## Passage for review
Gum Disease Treatment
What is gum disease caused by?
Gum disease is caused by the presence of plaque, which forms on the teeth every day after brushing.
How likely am I to suffer from gum disease?
Approximately 50% of the population experience some degree of damage to the bone and surrounding tissues from gum disease. 10-15% present with more advanced forms, which can result in the loss of teeth.
Some medical conditions, such as diabetes, can influence the extent of the disease. Other factors that also can aggravate existing periodontal disease include smoking and stress.
How can I tell if I have gum disease?
The main signs of gum disease include bleeding gums, loose teeth, receding gums, teeth moving position, tenderness, swelling, redness, abscess (pus), bad breath and/or taste.
In many cases, there may be no signs or symptoms. Gum disease can only be detected by a comprehensive clinical examination
How are gum diseases treated?
Gum disease (periodontitis) can in most cases be controlled, to avoid further loss of bone around the teeth,.
Oral hygiene instruction and advice
Good oral hygiene reduces the number of bacteria in the mouth and therefore reduces the amount of gum inflammation. The causes of your gum disease are discussed at this appointment and we explain exactly how to keep your teeth and gums clean. Individual tailored advice will be given to show you how to best use the various cleaning aids most effectively.
Non-surgical periodontal therapy
Depending on the improvement seen in the plaque control and gum health, the next step would be to remove all bacterial deposits and calculus (tartar) from the root surfaces and gingival pockets.
The healing response of your gums to treatment will be evaluated by measuring the depths of the pockets and the amount of bleeding found, eight to twelve weeks later. At this stage we can determine whether you may require any other form of treatment (surgical therapy) or whether we can move you on to the maintenance stage.

## Directions for this task
In the gum disease text, why does good oral hygiene reduce gum inflammation? Answer in one to three sentences.

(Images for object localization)
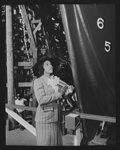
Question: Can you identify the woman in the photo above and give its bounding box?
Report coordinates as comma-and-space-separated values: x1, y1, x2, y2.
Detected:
34, 58, 69, 146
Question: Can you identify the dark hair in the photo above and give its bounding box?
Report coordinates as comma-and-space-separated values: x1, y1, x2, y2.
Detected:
33, 57, 53, 77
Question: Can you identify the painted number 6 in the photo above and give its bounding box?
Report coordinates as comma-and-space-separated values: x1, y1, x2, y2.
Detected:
97, 18, 104, 29
105, 41, 111, 52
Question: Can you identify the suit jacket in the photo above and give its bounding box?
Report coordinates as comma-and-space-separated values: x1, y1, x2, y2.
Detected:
34, 75, 59, 123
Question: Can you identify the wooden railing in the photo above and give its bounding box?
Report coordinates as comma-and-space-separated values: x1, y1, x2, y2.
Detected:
6, 104, 116, 123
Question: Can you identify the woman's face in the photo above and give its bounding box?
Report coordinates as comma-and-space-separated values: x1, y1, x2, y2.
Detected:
43, 60, 53, 74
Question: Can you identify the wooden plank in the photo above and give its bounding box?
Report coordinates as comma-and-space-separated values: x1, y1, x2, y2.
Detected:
20, 5, 37, 63
31, 19, 41, 23
18, 82, 32, 87
6, 104, 116, 123
18, 61, 33, 67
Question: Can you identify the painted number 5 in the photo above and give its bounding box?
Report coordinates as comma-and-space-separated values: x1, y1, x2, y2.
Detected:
105, 41, 111, 52
97, 18, 104, 29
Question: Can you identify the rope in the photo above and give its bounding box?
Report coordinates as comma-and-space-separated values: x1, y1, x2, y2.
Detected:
5, 108, 36, 136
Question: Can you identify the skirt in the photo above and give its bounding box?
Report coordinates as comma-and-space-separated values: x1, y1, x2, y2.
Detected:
36, 122, 62, 146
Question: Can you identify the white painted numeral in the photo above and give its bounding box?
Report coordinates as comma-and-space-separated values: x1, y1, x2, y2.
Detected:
97, 18, 104, 29
105, 41, 111, 52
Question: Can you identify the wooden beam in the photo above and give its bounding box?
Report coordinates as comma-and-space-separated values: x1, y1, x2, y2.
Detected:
6, 104, 116, 123
6, 5, 14, 104
18, 82, 32, 87
20, 5, 37, 64
18, 61, 33, 67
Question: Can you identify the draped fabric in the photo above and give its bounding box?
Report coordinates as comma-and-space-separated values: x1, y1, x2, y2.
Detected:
60, 4, 116, 144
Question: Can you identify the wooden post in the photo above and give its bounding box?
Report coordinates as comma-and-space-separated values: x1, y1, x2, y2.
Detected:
6, 5, 14, 104
6, 5, 14, 130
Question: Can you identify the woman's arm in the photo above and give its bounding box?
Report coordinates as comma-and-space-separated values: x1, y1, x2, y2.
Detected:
34, 79, 62, 105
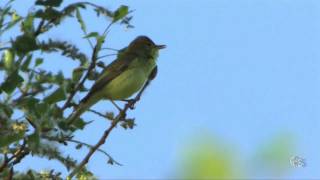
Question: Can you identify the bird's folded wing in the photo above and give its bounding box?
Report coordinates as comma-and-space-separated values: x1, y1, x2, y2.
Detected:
81, 54, 136, 102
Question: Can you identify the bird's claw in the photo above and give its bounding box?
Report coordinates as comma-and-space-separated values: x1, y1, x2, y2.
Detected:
123, 99, 136, 110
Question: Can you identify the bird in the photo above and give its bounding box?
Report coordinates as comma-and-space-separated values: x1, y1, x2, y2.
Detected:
68, 36, 166, 124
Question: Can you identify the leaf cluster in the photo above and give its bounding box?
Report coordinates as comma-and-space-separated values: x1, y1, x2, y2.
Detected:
0, 0, 134, 179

## Answer box
Good oral hygiene reduces the number of bacteria in the mouth. With fewer bacteria, the amount of gum inflammation is reduced.